:: MATERIAL TO PROCESS ::
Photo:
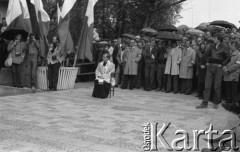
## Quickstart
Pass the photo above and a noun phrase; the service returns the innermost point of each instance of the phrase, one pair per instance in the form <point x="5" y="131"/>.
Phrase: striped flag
<point x="63" y="25"/>
<point x="44" y="23"/>
<point x="86" y="37"/>
<point x="18" y="15"/>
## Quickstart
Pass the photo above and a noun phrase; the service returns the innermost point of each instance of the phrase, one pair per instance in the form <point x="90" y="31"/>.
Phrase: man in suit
<point x="150" y="55"/>
<point x="217" y="57"/>
<point x="3" y="26"/>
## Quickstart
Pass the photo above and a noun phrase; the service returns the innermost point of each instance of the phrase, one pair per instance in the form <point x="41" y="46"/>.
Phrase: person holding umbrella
<point x="150" y="55"/>
<point x="32" y="59"/>
<point x="17" y="48"/>
<point x="131" y="57"/>
<point x="172" y="67"/>
<point x="54" y="59"/>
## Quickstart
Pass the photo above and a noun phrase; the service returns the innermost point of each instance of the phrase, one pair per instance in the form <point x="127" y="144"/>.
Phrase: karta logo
<point x="153" y="137"/>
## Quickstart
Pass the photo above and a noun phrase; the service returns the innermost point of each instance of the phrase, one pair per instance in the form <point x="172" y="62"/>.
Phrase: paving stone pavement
<point x="73" y="121"/>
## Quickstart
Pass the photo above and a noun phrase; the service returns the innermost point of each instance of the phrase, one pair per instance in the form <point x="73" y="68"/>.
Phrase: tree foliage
<point x="115" y="17"/>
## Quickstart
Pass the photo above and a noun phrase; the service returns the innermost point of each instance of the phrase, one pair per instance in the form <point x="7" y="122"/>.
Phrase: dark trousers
<point x="231" y="91"/>
<point x="200" y="89"/>
<point x="16" y="74"/>
<point x="32" y="71"/>
<point x="53" y="70"/>
<point x="139" y="76"/>
<point x="128" y="79"/>
<point x="149" y="75"/>
<point x="119" y="74"/>
<point x="213" y="74"/>
<point x="172" y="79"/>
<point x="186" y="86"/>
<point x="161" y="77"/>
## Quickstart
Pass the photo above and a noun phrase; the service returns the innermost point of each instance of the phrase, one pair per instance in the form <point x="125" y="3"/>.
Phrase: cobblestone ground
<point x="73" y="121"/>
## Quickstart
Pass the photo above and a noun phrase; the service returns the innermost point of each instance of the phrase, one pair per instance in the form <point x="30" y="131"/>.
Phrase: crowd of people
<point x="207" y="62"/>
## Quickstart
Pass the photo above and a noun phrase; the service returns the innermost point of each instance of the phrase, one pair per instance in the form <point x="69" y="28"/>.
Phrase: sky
<point x="195" y="12"/>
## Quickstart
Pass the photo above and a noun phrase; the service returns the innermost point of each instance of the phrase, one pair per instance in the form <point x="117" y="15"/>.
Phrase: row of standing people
<point x="27" y="54"/>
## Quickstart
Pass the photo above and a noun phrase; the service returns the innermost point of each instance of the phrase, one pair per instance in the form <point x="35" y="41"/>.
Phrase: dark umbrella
<point x="10" y="34"/>
<point x="167" y="35"/>
<point x="170" y="28"/>
<point x="130" y="36"/>
<point x="149" y="30"/>
<point x="223" y="24"/>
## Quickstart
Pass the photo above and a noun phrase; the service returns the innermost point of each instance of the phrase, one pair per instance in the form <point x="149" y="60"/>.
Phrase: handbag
<point x="8" y="62"/>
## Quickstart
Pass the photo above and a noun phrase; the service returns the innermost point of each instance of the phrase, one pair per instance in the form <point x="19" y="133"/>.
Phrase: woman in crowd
<point x="201" y="61"/>
<point x="131" y="57"/>
<point x="231" y="75"/>
<point x="102" y="84"/>
<point x="17" y="48"/>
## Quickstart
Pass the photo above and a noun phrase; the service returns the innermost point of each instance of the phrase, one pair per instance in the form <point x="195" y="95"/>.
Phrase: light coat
<point x="186" y="66"/>
<point x="131" y="57"/>
<point x="173" y="60"/>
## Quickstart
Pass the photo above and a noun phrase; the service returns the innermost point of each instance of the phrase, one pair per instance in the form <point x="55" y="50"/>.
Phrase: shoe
<point x="215" y="106"/>
<point x="201" y="106"/>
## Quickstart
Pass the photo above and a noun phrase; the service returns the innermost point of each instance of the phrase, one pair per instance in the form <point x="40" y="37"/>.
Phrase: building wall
<point x="3" y="9"/>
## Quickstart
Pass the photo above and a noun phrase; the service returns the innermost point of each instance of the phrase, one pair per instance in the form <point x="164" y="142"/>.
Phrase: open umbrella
<point x="223" y="24"/>
<point x="170" y="28"/>
<point x="194" y="32"/>
<point x="103" y="42"/>
<point x="10" y="34"/>
<point x="149" y="30"/>
<point x="167" y="35"/>
<point x="130" y="36"/>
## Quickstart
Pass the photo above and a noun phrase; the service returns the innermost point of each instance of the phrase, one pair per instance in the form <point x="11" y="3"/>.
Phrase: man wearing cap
<point x="115" y="52"/>
<point x="18" y="50"/>
<point x="217" y="56"/>
<point x="186" y="68"/>
<point x="150" y="55"/>
<point x="32" y="58"/>
<point x="131" y="57"/>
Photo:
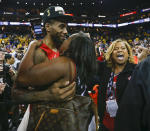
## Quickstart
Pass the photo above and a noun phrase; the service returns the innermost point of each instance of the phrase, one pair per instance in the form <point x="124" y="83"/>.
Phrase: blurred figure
<point x="114" y="75"/>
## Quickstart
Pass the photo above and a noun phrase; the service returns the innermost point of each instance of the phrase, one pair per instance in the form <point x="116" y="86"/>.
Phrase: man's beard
<point x="57" y="40"/>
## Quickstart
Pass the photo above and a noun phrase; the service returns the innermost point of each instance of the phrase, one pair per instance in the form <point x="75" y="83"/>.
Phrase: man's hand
<point x="2" y="87"/>
<point x="58" y="93"/>
<point x="142" y="53"/>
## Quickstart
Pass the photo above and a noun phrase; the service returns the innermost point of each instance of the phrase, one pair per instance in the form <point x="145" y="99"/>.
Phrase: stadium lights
<point x="41" y="13"/>
<point x="144" y="10"/>
<point x="101" y="16"/>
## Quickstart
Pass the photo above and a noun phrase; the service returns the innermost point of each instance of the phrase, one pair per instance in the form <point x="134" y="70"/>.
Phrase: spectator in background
:::
## [TO DO]
The task calls for repeating each line above exactly while excluding the pictures.

## [YOUR SOLUTION]
Photo:
## Quickstart
Pass the photo above and a noun phrase; the service returns the innermost point of each instance of the phrase, one pair per instance in the form <point x="5" y="131"/>.
Phrase: striped flag
<point x="63" y="25"/>
<point x="44" y="23"/>
<point x="86" y="37"/>
<point x="18" y="15"/>
## Quickstart
Pass the photo above and a noun phrase; the service returns the innermost point of each instance of the phrase, one pair per instance in the form <point x="90" y="31"/>.
Phrase: man in suit
<point x="150" y="55"/>
<point x="217" y="57"/>
<point x="3" y="26"/>
## Quickstart
Pass the photo above and a noun phrase; the service returns the innermost point of each instance of the phrase, one pair per instance in the form <point x="41" y="46"/>.
Phrase: person holding umbrella
<point x="150" y="55"/>
<point x="32" y="59"/>
<point x="17" y="48"/>
<point x="131" y="57"/>
<point x="172" y="67"/>
<point x="54" y="59"/>
## Quickstart
Pass the photo above and a noun phrase; the service returns the innermost point of each instance of the phrase, one pair per instance in the form <point x="127" y="144"/>.
Phrase: karta logo
<point x="153" y="137"/>
## Quickstart
Pass the photo above and a noun phrase; the service returns the innermost point of each instance of the phrase, one pair per instance in the form <point x="172" y="62"/>.
Phrase: paving stone pavement
<point x="73" y="121"/>
## Quickstart
Pass the photo above and a noun phrase; the service returns the innermost point of each instance of the phrase, one pair per instance in the form <point x="73" y="68"/>.
Phrase: tree foliage
<point x="115" y="17"/>
## Quickstart
Pass the photo above and a noun phrase; the service returns the innermost point of each instance of the phrase, one pair per instance in the form <point x="7" y="122"/>.
Phrase: dark trousers
<point x="231" y="91"/>
<point x="200" y="89"/>
<point x="16" y="74"/>
<point x="32" y="71"/>
<point x="53" y="70"/>
<point x="139" y="76"/>
<point x="128" y="79"/>
<point x="149" y="75"/>
<point x="119" y="74"/>
<point x="213" y="74"/>
<point x="172" y="79"/>
<point x="186" y="86"/>
<point x="161" y="77"/>
## Quickstart
Pass the photo above and a noun phrase; the service returns the innermost point of each instance of the phrase, one pair per instance in the form <point x="125" y="3"/>.
Phrase: cobblestone ground
<point x="73" y="121"/>
## Quickstart
Pass the photo above and a noun phrase; the service returns the innermost point of each instance of the phrase, one pair per instance in the form <point x="30" y="131"/>.
Phrase: crowd of people
<point x="207" y="62"/>
## Quickstart
Pass the photo above and a noun phrase; the service returns the innermost point of each instance of the phrase, one pair per instance in the form <point x="69" y="28"/>.
Phrase: sky
<point x="195" y="12"/>
## Quickstart
Pass the photo above and a noun phrase; the service returns the innermost point of each instance of the phrase, one pair per instance in the form <point x="117" y="15"/>.
Phrase: row of standing people
<point x="27" y="54"/>
## Quickstart
Pass the photo above and a noun phrase; the service returns the innermost point of each instance of the phrase, one pair per instance in the form <point x="35" y="41"/>.
Phrase: dark umbrella
<point x="10" y="34"/>
<point x="167" y="35"/>
<point x="170" y="28"/>
<point x="130" y="36"/>
<point x="149" y="30"/>
<point x="223" y="24"/>
## Quickstart
Pass the photo above and a noun phrase; the service returns the innermost point of each instance of the phrase, one pair per instance in the form <point x="149" y="60"/>.
Phrase: handbag
<point x="8" y="62"/>
## Quickstart
Pass the photo above and a noun phrase; the service returns the innermost point of each instance of the phrase, one pair per instance in the form <point x="19" y="133"/>.
Phrase: woman in crowd
<point x="201" y="61"/>
<point x="131" y="57"/>
<point x="231" y="75"/>
<point x="102" y="84"/>
<point x="17" y="48"/>
## Quickstart
Pass the photo above and a noun phrase; the service returns the innermost point of each instance of the phrase, one pair per instance in the form <point x="195" y="95"/>.
Phrase: light coat
<point x="186" y="66"/>
<point x="131" y="57"/>
<point x="173" y="60"/>
## Quickstart
Pass the photo above and a noun phrase; the service returns the innermost point of each instance of the phrase, one pair per instance in the form <point x="55" y="50"/>.
Phrase: shoe
<point x="215" y="106"/>
<point x="201" y="106"/>
## Quickstart
Pass the photo above and a noun phrase; the service returns the innermost point of each instance of the phrase, one pair per instance in the form <point x="40" y="37"/>.
Phrase: building wall
<point x="3" y="9"/>
## Quickstart
Pass the photo above and a noun phrase; the service returns the innermost point of each instance of the phrase, one pair per instance in the form <point x="164" y="142"/>.
Phrase: open umbrella
<point x="223" y="24"/>
<point x="170" y="28"/>
<point x="194" y="32"/>
<point x="103" y="42"/>
<point x="10" y="34"/>
<point x="149" y="30"/>
<point x="167" y="35"/>
<point x="130" y="36"/>
## Quickstart
Pass the photo above and a noun phrase; the service returns the innermost point of each instance of the phrase, one pair per instance in the form <point x="11" y="3"/>.
Phrase: man wearing cap
<point x="115" y="52"/>
<point x="18" y="50"/>
<point x="217" y="56"/>
<point x="186" y="68"/>
<point x="150" y="55"/>
<point x="32" y="58"/>
<point x="131" y="57"/>
Photo:
## Quickstart
Pass the photo above and a noun phrase; the service returns the innermost point of each instance of the phrase, one pair per instance in the form <point x="124" y="83"/>.
Phrase: blurred figure
<point x="114" y="75"/>
## Quickstart
Pass the photo above and a noun phrase; the service returns the innermost point of each instance of the phrase, one pair per instance in the form <point x="116" y="86"/>.
Phrase: man's beard
<point x="57" y="40"/>
## Quickstart
Pass the photo above and a noun phrase; the service returns the innermost point of each instance of the phrase, one pair per instance in the form <point x="75" y="83"/>.
Phrase: man's hand
<point x="2" y="87"/>
<point x="58" y="93"/>
<point x="142" y="53"/>
## Quickstart
Pass the photo above and a noun phrase; the service returns the innermost point of each instance of the phrase, one pair per instance in the form <point x="145" y="99"/>.
Phrase: stadium lights
<point x="41" y="13"/>
<point x="144" y="10"/>
<point x="101" y="16"/>
## Quickstart
Pass the photo above and a noun phrase; the service returns the innermost point of each instance of the phrase, one pair per instance in the form <point x="134" y="70"/>.
Phrase: spectator in background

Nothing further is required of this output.